Short problem 1:
Decide whether each statement below agrees with the forum thread about a stolen purse. Answer (a), (b), and (c) with yes or no, and quote the deciding words of the thread.
(a) The purse was on the passenger side seat when it was taken.
(b) The police said they would look into the theft.
(c) The aunt's purse was stolen at Costco.

OMG! I am so sorry this has happened to you!!!! :w00t: I am always so paranoid about that.....I feel silly sometimes. In the food store, I clip my handbag to the cart :blush:. And lock the car doors even while putting the cart back when I'm getting ready to leave.


----------



## Delilahs Mommy (Nov 22, 2009)

I am so sorry this happend! WOW some people and yes, we have gypseys here aka Irish Travlers. I do what Pat does. Always clip my purse to the shopping cart and lock the doors when I am loading up and putting the cart back. They were most likely after the cash and then ditched your purse in a trash can


----------



## poochie2 (Jan 14, 2010)

I am still replaying the incidence over and over in my mind.The girl was young too....19-21 years of age. I can't believe the police can't do anything especially cause it happens often at Costco. I've cancelled my credit cards and have been on the phone regarding my other cards and items. I am still in shock.:mellow:
Jenna
P.S Thank you all for your kind words:thumbsup:


----------



## Maidto2Maltese (Oct 19, 2004)

Oh No! so sorry this happened to you! Be sure to contact all 3 credit bureaus ( Trans Union, Equifax, and Experian and place a fraud alert on your account). Of course contacting all companies of which you had credit cards..Motor vehicle bureau if license was in there.
My husband had his wallet lost/stolen last spring. What a pain having to make all the reports to various companies and agencies etc!. Oddly enough, the wallet was returned in the mail about a week-10 days later with all cards included.. He only had had a couple of dollars in cash so no big loss.


----------



## vjw (Dec 20, 2006)

poochie2 said:


> This morning I went to Costco and I brought quite a bit a cash on me because I was looking to buy a dresser drawer. Instead I only bought a few groceries.
> As I walked over to my SUV I put my purse on the passenger side seat and closed the door. As I was loading up my trunk I heard some noise when I looked it was a lady who opened up my car door, stole my purse and took off running into the get away vehicle.:blink:
> I screamed so loud and I was trembling . All the people in the parking lot came running to me and they called police. All my credit cards, SIN, health card, cash, photos.....everything GONE:w00t: I had everything in there and I am so so so upset. I believe in Karma and I hope this lady gets caught. The police said they cannot do anything about it cause it happens all the time.


 
Sorry about your loss. I just recently started using an across the body purse because of so much purse snatching.



Maidto2Maltese said:


> Oh No! so sorry this happened to you! Be sure to contact all 3 credit bureaus ( Trans Union, Equifax, and Experian and place a fraud alert on your account). Of course contacting all companies of which you had credit cards..Motor vehicle bureau if license was in there.
> My husband had his wallet lost/stolen last spring. What a pain having to make all the reports to various companies and agencies etc!. Oddly enough, the wallet was returned in the mail about a week-10 days later with all cards included.. He only had had a couple of dollars in cash so no big loss.


My aunt had her purse stolen a couple of weeks ago at Wal-Mart as she was transferring her groceries from the cart into her car. Afterwards the thief/thieves (or someone who found the purse) put her purse into a mail drop box at the post office. They took the $20 cash which was in her purse and left everything else - drivers license and credit cards.


----------



## jpupart (Jul 19, 2010)

What a frightening experience! I,too, always lock my doors when returning my cart. It seems that if Costco has been having these problems they really should have a survellience camera installed. I think I would call my local TV station or stations and try to get some publicity about the problem and maybe they could get some action from the police. It's terrible how they more or less brushed off your purse snatching just because it "happens all the time".


----------

Exercise input:
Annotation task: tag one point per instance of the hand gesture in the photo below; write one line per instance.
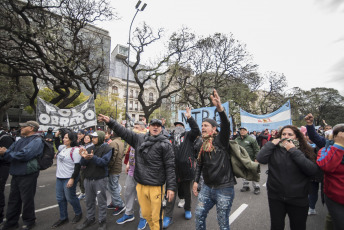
(188, 112)
(309, 119)
(102, 117)
(216, 100)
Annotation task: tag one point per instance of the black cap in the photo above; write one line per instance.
(155, 121)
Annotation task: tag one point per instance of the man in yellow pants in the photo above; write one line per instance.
(154, 166)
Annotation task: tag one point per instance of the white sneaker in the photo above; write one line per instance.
(181, 203)
(311, 212)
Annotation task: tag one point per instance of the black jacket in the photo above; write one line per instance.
(154, 158)
(184, 152)
(289, 172)
(216, 166)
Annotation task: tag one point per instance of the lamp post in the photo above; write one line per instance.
(127, 100)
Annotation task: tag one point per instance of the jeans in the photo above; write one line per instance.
(207, 198)
(313, 194)
(115, 190)
(64, 195)
(21, 199)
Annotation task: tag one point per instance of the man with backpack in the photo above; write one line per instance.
(23, 155)
(6, 140)
(182, 142)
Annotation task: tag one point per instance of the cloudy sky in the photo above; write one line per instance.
(302, 39)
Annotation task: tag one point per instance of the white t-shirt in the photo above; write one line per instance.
(65, 164)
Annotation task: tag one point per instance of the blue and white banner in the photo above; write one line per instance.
(274, 120)
(202, 113)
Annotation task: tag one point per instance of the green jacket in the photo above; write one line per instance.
(250, 144)
(242, 165)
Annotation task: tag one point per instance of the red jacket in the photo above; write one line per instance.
(331, 161)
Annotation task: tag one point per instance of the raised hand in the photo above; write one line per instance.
(188, 112)
(216, 100)
(102, 117)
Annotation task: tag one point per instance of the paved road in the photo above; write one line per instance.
(249, 211)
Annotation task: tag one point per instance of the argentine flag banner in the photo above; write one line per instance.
(274, 120)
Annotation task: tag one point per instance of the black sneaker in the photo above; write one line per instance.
(102, 225)
(86, 224)
(59, 223)
(256, 191)
(77, 218)
(245, 189)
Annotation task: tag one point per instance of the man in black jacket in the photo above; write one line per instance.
(154, 165)
(182, 143)
(214, 163)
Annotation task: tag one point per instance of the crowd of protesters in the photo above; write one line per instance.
(162, 165)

Short problem 2: Rewrite the listing, starting with the line with "Annotation task: tag one point per instance of the paved" and going on through the end of the listing. Replace "sneaker" with "shoe" and leave everything else unchanged.

Full answer 1:
(a) Yes: "As I walked over to my SUV I put my purse on the passenger side seat and closed the door."
(b) No: "The police said they cannot do anything about it cause it happens all the time."
(c) No: "My aunt had her purse stolen a couple of weeks ago at Wal-Mart"

Full answer 2:
Annotation task: tag one point per instance of the paved road in the photo above; write one line per instance.
(249, 211)
Annotation task: tag one point per instance of the argentine flag banner in the photo above; write one line per instance.
(274, 120)
Annotation task: tag one point per instance of the black shoe in the photo above; write one line per instance.
(102, 225)
(86, 224)
(59, 223)
(256, 191)
(77, 218)
(245, 189)
Annotation task: tag one point per instance of the man in black jacket in the photo above; write one line per instance.
(154, 165)
(182, 143)
(214, 163)
Annotation task: tag one point per instance of the crowd of protesters in the photo above; write one line per instance.
(162, 165)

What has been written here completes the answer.